*** Opening Passage provided ***
I never really slept at night. I was awake tossing and turning, or I’d sleep and have really bad nightmares and not fall back asleep, and then I’d have anxiety during the day. Walking down the street or going to the store—I’d try to do all that stuff at night or during off-peak hours so I wouldn't have to deal with people.
You feel like nobody gets you; you feel like you’re totally different than everybody. You feel dangerous--kind of scared of yourself, what you could do to yourself and what you could do to other people. You’re drinking too much, blacking out, getting into street fights like every weekend—just not a good, healthy, positive lifestyle. That’s not every soldier’s case, but for me that’s how it was for a while.
I got the FTW (“fuck the world”) tattoo pretty much right after I got home to San Diego—it’s right underneath the “strong and the proud” sacred heart tattoo. And at that time, I really didn’t give a fuck. My mentality was me against the world—nobody got me. It was like I had done all this stuff, and nobody gives a shit.
*** Closing Passage provided ***
Copy out the entire passage about sleepless nights and anger after coming home from military service, word for word.
*** Opening Given data ***
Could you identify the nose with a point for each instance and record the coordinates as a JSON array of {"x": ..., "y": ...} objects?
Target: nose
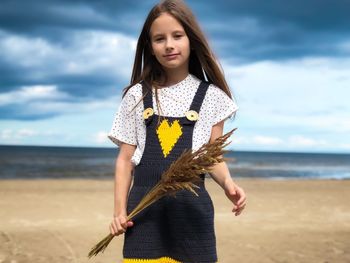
*** Closing Given data ***
### Answer to this problem
I never really slept at night. I was awake tossing and turning, or I’d sleep and have really bad nightmares and not fall back asleep, and then I’d have anxiety during the day. Walking down the street or going to the store—I’d try to do all that stuff at night or during off-peak hours so I wouldn't have to deal with people.
You feel like nobody gets you; you feel like you’re totally different than everybody. You feel dangerous--kind of scared of yourself, what you could do to yourself and what you could do to other people. You’re drinking too much, blacking out, getting into street fights like every weekend—just not a good, healthy, positive lifestyle. That’s not every soldier’s case, but for me that’s how it was for a while.
I got the FTW (“fuck the world”) tattoo pretty much right after I got home to San Diego—it’s right underneath the “strong and the proud” sacred heart tattoo. And at that time, I really didn’t give a fuck. My mentality was me against the world—nobody got me. It was like I had done all this stuff, and nobody gives a shit.